SUMMARY OF THE INVENTION- In light of the foregoing drawbacks, an objective of the present invention is to provide a human photo search system that searches a desired photo/a photo with only a vague impression based on the positions, the sizes and the attributes of the people in photos. 
- Another objective of the present invention is to apply on user electronic devices, enabling intuitive and simple operations for composing the search intention for the desired photo as search basis through a user interface such as multi-touch screen or a mouse. 
- In accordance with the above and other objectives, the present invention provides a human photo search system, which includes a user device and a photo search server connected together by a network. The user device includes a canvas interactive interface. The canvas interactive interface includes a query canvas area for allowing a user to compose and set human content and human layout therein to generate query semantics. The photo search server includes: a human photo database, a search module, a ranking module, and a display module. The human photo database is used for storing a plurality of human photos and building a block-based index based on position and size information. The search module is used for receiving the query semantics from the user device and retrieving candidate photos pointed to by the block-based index of the human photo database based on the query semantics. The ranking module is used for generating a score for each of the candidate photos based on relevance, and sorting all of the candidate photos according to the scores therefor. The sorted candidate photos are returned back to the user device by the display module. 
- In an embodiment, the human content in the query semantics may include at least one selected from the group consisting of gender, age, race, facial expression, hairstyle, accessories and the like, and the human layout in the query semantics includes positions, sizes, angles and the number of people in the query canvas area. 
- In another embodiment, the block-based index includes human attribute scores, facial appearance similarity scores, and photo aesthetic scores. Through a human attribute detection module, a facial appearance similarity estimation module, and an aesthetics assessment module, the human photo is analyzed to generate scores of each person or of the entire photo.

========

## Short task A
Translate this sentence from the photo search summary into Spanish: "The sorted candidate photos are returned back to the user device by the display module."
## Short task B
Extend the photo search summary beyond its last sentence, keeping its style.

========

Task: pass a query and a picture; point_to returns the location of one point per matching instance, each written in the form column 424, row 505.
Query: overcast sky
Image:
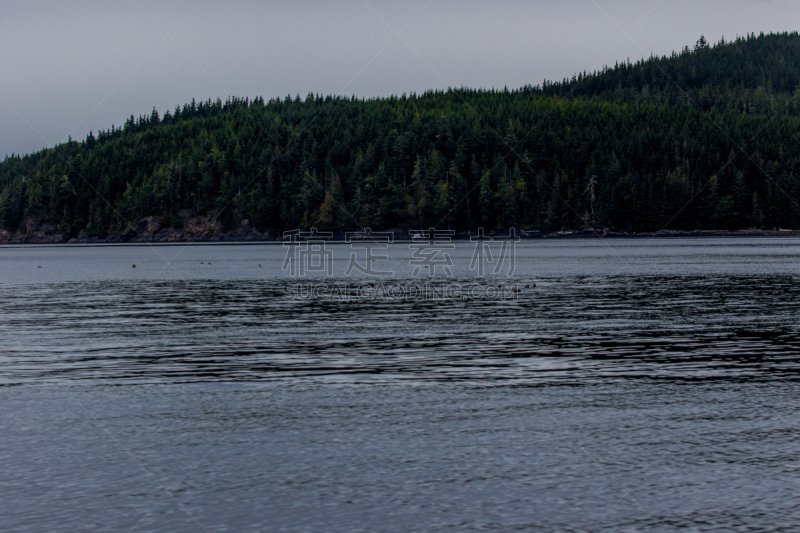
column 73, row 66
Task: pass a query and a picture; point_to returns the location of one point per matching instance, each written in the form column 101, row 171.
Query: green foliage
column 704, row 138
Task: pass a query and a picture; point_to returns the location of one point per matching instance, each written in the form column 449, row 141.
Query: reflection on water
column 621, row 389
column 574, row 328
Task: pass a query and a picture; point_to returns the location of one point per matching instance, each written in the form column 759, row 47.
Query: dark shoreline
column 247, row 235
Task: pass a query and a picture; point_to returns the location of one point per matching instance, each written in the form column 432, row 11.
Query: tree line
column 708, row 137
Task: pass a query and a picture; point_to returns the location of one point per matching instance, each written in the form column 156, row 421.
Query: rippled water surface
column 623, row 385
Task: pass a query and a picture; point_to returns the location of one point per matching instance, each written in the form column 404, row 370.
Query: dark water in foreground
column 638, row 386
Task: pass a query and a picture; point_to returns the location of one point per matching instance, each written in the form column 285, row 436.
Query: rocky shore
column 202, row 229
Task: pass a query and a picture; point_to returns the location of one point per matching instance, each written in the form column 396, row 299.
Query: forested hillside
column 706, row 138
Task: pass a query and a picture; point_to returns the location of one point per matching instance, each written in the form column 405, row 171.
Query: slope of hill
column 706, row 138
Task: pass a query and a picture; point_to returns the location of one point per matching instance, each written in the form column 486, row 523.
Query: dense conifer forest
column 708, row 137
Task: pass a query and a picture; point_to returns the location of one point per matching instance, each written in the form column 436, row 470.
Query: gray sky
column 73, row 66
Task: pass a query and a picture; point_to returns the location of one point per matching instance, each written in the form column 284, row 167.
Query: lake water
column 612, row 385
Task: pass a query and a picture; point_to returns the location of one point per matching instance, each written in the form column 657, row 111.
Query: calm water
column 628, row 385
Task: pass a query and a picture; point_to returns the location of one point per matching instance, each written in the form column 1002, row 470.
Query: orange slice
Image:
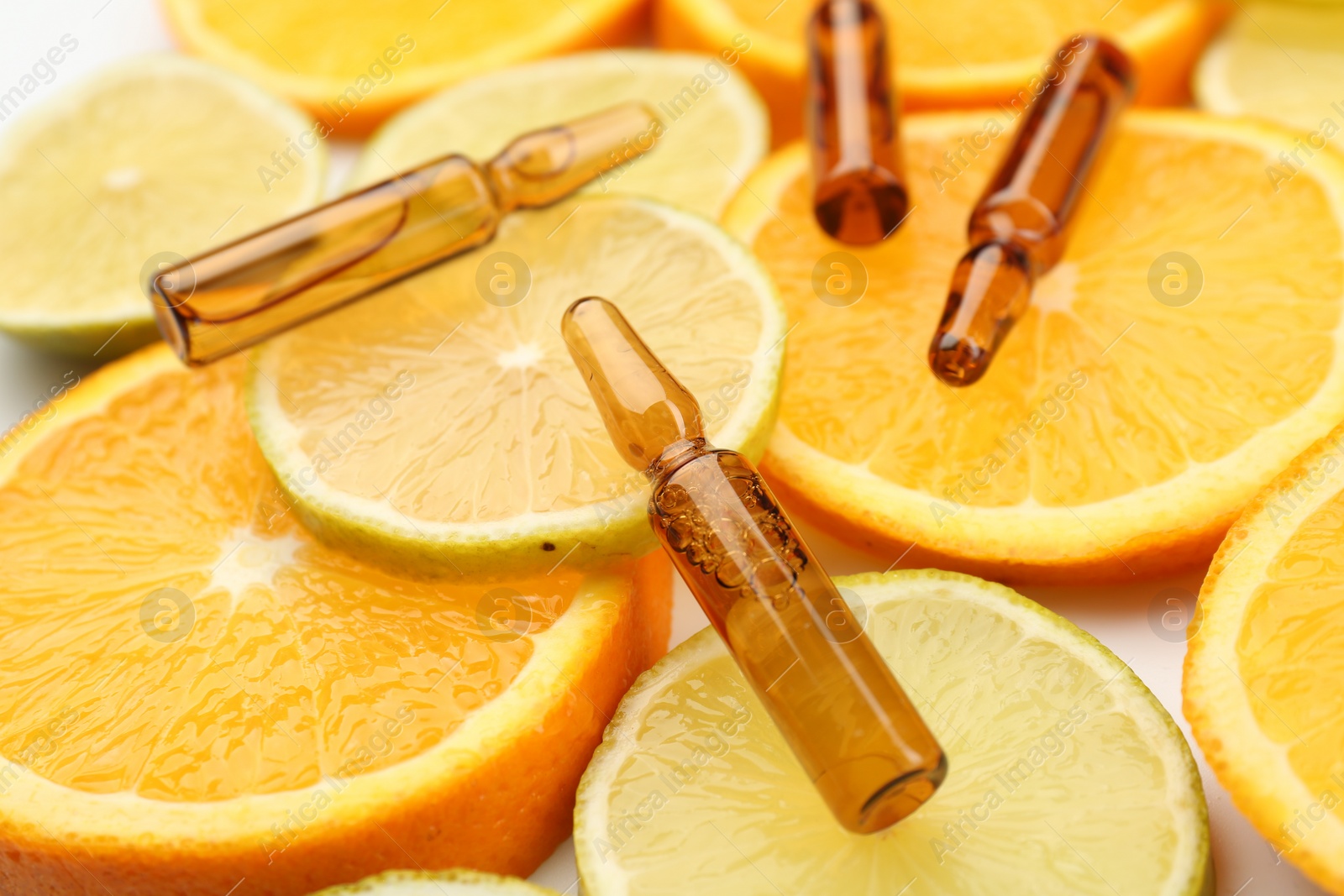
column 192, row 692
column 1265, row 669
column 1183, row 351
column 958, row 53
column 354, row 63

========

## Task answer A
Las fotos candidatas ordenadas son devueltas al dispositivo del usuario por el módulo de visualización.

## Task answer B
- In yet another embodiment, the photo search server further includes an aesthetic filtering module that performs filtering on the aesthetic scores of the candidate photos, such that the display module displays only those candidate photos with aesthetic scores higher than a predetermined value. 
- Compared to the prior art, the present invention provides a human photo search system that allows the user to compose (edit and set) the search intention for the desired photo using the canvas interactive interface of the electronic device, and search the block-based index based on the query semantics (search criteria) to find candidate photos that match the query semantics. By relevance ranking and optional aesthetic filtering, candidate photos with higher relevance to the canvas composition and optionally better aesthetic quality are displayed. With the human photo search system of the present invention, the user only needs to edit the human layout or set the human attributes in order to find a photo, which is more intuitive and easier to use than searching using only text tags. This is particularly useful if the user only has a vague impression of the photo. 
BRIEF DESCRIPTION OF THE DRAWINGS- The present invention can be more fully understood by reading the following detailed description of the preferred embodiments, with reference made to the accompanying drawings, wherein: 
- FIG. 1 is a schematic block diagram illustrating a human photo search system according to the present invention; 
- FIG. 2 is a schematic block diagram illustrating another embodiment of the human photo search system according to the present invention; 
- FIG. 3 is a schematic diagram illustrating a canvas interactive interface of the human photo search system according to the present invention; and 
- FIGS. 4A-4D are schematic diagrams illustrating various operating patterns of the human photo search system according to the present invention. 
DETAILED DESCRIPTION OF THE EMBODIMENTS- The present invention is described by the following specific embodiments. Those with ordinary skills in the arts can readily understand the other advantages and functions of the present invention after reading the disclosure of this specification. The present invention can also be implemented with different embodiments. Various details described in this specification can be modified based on different viewpoints and applications without departing from the scope of the present invention.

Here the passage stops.